- The records:
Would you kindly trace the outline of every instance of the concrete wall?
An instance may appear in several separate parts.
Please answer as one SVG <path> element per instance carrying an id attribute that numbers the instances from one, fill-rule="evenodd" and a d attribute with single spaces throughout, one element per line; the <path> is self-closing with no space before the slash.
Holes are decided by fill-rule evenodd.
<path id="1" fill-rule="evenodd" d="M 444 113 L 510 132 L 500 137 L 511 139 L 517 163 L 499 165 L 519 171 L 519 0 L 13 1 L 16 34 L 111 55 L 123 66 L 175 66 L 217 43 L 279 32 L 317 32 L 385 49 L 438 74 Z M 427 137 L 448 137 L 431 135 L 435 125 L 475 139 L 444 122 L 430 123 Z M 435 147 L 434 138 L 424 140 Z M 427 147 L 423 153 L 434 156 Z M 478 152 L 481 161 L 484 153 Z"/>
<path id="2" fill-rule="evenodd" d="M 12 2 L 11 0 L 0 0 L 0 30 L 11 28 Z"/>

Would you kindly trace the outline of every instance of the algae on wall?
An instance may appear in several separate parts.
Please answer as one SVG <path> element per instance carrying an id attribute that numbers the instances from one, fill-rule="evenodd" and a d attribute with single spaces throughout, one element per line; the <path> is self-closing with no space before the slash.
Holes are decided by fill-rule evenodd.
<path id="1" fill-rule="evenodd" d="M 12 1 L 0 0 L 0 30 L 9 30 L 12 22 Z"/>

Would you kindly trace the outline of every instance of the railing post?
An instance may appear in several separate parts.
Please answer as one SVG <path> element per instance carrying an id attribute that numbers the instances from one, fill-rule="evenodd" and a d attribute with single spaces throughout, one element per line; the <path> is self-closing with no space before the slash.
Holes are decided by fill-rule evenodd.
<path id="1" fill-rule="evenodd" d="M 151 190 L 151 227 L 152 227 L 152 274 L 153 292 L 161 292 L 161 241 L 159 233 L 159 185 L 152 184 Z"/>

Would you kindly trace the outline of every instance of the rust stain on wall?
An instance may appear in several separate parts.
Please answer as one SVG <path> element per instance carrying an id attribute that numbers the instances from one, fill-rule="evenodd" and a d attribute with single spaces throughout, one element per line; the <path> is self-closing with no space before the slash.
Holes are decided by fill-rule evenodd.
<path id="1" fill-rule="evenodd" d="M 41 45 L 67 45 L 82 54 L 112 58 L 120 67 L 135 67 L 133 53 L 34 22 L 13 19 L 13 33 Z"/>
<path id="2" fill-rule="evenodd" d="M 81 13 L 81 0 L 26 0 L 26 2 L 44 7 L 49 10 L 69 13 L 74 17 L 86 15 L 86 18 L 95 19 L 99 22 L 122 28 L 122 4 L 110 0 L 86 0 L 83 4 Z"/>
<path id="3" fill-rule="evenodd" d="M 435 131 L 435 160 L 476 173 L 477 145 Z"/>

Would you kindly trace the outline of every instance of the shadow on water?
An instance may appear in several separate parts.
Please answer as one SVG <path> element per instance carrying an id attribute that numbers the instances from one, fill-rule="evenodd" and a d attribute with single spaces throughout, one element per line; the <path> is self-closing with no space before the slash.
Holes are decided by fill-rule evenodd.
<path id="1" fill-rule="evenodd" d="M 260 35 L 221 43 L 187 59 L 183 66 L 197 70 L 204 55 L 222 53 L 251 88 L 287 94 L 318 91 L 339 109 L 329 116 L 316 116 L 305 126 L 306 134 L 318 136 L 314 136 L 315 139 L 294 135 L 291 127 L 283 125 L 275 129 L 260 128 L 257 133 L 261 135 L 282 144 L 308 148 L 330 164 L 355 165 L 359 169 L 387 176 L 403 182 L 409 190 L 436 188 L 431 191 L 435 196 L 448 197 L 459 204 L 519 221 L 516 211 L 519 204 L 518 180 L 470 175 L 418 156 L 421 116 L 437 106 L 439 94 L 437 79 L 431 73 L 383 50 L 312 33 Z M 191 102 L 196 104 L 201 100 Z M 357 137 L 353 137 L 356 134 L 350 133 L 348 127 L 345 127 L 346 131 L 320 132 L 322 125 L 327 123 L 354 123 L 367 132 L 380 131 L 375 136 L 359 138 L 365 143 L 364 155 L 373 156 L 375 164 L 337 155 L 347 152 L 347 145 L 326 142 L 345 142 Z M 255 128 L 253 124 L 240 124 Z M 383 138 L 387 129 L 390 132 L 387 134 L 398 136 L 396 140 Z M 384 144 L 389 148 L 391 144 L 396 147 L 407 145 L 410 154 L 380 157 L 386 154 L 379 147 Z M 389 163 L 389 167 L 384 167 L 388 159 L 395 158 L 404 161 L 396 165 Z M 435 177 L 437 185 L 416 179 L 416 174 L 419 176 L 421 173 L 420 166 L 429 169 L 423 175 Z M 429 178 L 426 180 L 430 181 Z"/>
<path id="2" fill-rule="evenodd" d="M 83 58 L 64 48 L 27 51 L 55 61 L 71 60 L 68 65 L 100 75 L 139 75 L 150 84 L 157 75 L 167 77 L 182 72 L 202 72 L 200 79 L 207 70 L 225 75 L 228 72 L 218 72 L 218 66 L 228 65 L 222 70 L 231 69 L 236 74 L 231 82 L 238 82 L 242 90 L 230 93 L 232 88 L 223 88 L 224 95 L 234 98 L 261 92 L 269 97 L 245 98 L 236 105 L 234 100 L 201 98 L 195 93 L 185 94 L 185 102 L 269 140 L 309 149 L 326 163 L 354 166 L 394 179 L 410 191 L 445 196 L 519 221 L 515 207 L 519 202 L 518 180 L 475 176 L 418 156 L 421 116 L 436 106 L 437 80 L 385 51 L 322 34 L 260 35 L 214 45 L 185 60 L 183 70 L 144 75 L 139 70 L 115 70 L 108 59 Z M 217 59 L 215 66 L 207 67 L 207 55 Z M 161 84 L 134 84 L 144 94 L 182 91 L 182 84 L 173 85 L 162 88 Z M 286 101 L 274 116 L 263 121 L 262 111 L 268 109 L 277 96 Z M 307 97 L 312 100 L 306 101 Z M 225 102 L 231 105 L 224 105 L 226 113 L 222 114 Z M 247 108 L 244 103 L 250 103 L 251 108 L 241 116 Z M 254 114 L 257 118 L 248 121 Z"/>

- Task to carry out: Reproduce all of the lines above, changing "railing post" to "metal post" wherever it occurs and leaving everything else unchanged.

- Written response:
Would you kindly trace the outline of every instance of the concrete wall?
An instance may appear in several separate parts.
Please answer as one SVG <path> element per instance carrying an id attribute that numbers the instances from one, fill-rule="evenodd" and a d attribute with single spaces throughout, one element per line; the <path> is self-closing with no space before the slash.
Holes are decided by fill-rule evenodd.
<path id="1" fill-rule="evenodd" d="M 444 113 L 510 132 L 500 137 L 511 139 L 517 163 L 499 165 L 519 171 L 519 0 L 13 1 L 16 34 L 111 55 L 123 66 L 175 66 L 217 43 L 279 32 L 317 32 L 385 49 L 438 74 Z M 427 137 L 448 137 L 431 135 L 435 125 L 475 139 L 444 122 L 430 123 Z M 435 147 L 434 138 L 424 140 Z M 427 147 L 423 153 L 434 156 Z M 478 152 L 481 161 L 484 153 Z"/>
<path id="2" fill-rule="evenodd" d="M 12 2 L 11 0 L 0 0 L 0 30 L 11 28 Z"/>

Would you kindly trace the outline of every instance of the algae on wall?
An instance may appear in several separate parts.
Please answer as one SVG <path> element per instance carrying an id attribute that numbers the instances from one, fill-rule="evenodd" and a d attribute with single spaces throughout, one element per line; the <path> is self-closing with no space before the slash.
Holes are decided by fill-rule evenodd.
<path id="1" fill-rule="evenodd" d="M 12 1 L 0 0 L 0 30 L 9 30 L 12 22 Z"/>

Would you kindly trace the outline of every instance of the metal post?
An instance may appear in several separate parts.
Please answer as one SVG <path> element per instance carrying an id attribute that numbers the instances from one, fill-rule="evenodd" and a d attribute with single spaces throughout, one element per line; the <path> is self-closing with no space before the slash.
Holes are decided by fill-rule evenodd.
<path id="1" fill-rule="evenodd" d="M 151 190 L 151 227 L 152 227 L 152 274 L 153 292 L 161 292 L 161 241 L 159 233 L 159 185 L 152 184 Z"/>

Would you kindly trace the outline of every instance of the rust stain on wall?
An instance may appear in several separate parts.
Please answer as one SVG <path> element per instance carrying an id attribute that numbers the instances from one, fill-rule="evenodd" and a d attribute with single spaces throughout, one element per line; the <path> is self-closing with no space before the slash.
Holes are decided by fill-rule evenodd.
<path id="1" fill-rule="evenodd" d="M 41 45 L 67 45 L 82 54 L 112 58 L 120 67 L 135 67 L 133 53 L 34 22 L 13 19 L 13 33 Z"/>
<path id="2" fill-rule="evenodd" d="M 81 13 L 81 0 L 26 0 L 26 2 L 44 7 L 49 10 L 69 13 L 74 17 L 86 15 L 86 18 L 95 19 L 99 22 L 122 28 L 122 4 L 110 0 L 86 0 L 83 4 Z"/>
<path id="3" fill-rule="evenodd" d="M 435 131 L 435 160 L 476 173 L 477 145 Z"/>

Would you kindly trace the outline of every instance of the shadow on water?
An instance may appear in several separate parts.
Please answer as one SVG <path> element per instance carrying an id attribute that numbers the instances from one, fill-rule="evenodd" and a d attribute with single spaces throughout, one element per line; the <path> is self-closing with no space before the slash.
Holes are decided by fill-rule evenodd.
<path id="1" fill-rule="evenodd" d="M 260 35 L 221 43 L 187 59 L 183 66 L 197 70 L 204 55 L 222 53 L 251 88 L 287 94 L 318 91 L 339 109 L 329 116 L 316 116 L 305 126 L 306 134 L 318 136 L 314 136 L 315 139 L 294 135 L 291 127 L 283 125 L 275 129 L 260 128 L 257 133 L 261 135 L 282 144 L 308 148 L 330 164 L 355 165 L 359 169 L 387 176 L 403 182 L 409 190 L 436 188 L 431 191 L 435 196 L 448 197 L 459 204 L 519 221 L 516 211 L 519 204 L 518 180 L 470 175 L 418 156 L 421 116 L 437 106 L 439 94 L 437 79 L 431 73 L 383 50 L 312 33 Z M 191 102 L 196 104 L 201 100 Z M 357 137 L 353 137 L 356 134 L 350 133 L 348 127 L 345 127 L 346 131 L 320 132 L 322 125 L 327 123 L 354 123 L 367 132 L 380 131 L 375 136 L 359 138 L 365 143 L 364 155 L 373 156 L 375 164 L 337 155 L 347 152 L 347 145 L 326 142 L 345 142 Z M 255 128 L 253 124 L 240 124 Z M 383 138 L 387 129 L 390 132 L 387 134 L 398 136 L 396 140 Z M 384 144 L 389 148 L 391 144 L 396 147 L 407 145 L 410 154 L 380 157 L 386 154 L 379 147 Z M 389 163 L 389 167 L 384 167 L 388 159 L 395 158 L 404 161 L 396 165 Z M 435 177 L 437 185 L 416 179 L 416 174 L 419 176 L 421 173 L 420 166 L 429 169 L 423 175 Z M 429 178 L 426 180 L 430 181 Z"/>
<path id="2" fill-rule="evenodd" d="M 83 58 L 64 48 L 27 51 L 55 61 L 71 60 L 68 65 L 100 75 L 139 75 L 150 84 L 157 75 L 167 77 L 182 72 L 202 72 L 200 79 L 207 70 L 225 75 L 228 72 L 218 72 L 218 66 L 228 65 L 222 70 L 231 69 L 236 74 L 231 82 L 238 82 L 242 90 L 230 93 L 232 88 L 223 88 L 224 95 L 234 98 L 261 92 L 269 97 L 245 98 L 236 105 L 234 100 L 201 98 L 195 93 L 185 94 L 185 102 L 269 140 L 309 149 L 326 163 L 354 166 L 394 179 L 410 191 L 445 196 L 519 221 L 515 207 L 519 202 L 518 180 L 475 176 L 418 156 L 421 116 L 436 106 L 437 80 L 385 51 L 322 34 L 260 35 L 214 45 L 185 60 L 183 70 L 144 75 L 139 70 L 115 70 L 108 59 Z M 217 59 L 215 66 L 207 67 L 207 55 Z M 161 84 L 134 84 L 144 94 L 182 91 L 182 84 L 173 85 L 162 88 Z M 286 101 L 274 116 L 263 121 L 262 111 L 268 109 L 277 96 Z M 307 97 L 312 100 L 306 101 Z M 225 102 L 231 105 L 224 105 L 226 113 L 222 114 Z M 247 108 L 244 103 L 250 103 L 251 108 L 241 116 Z M 254 114 L 257 118 L 248 121 Z"/>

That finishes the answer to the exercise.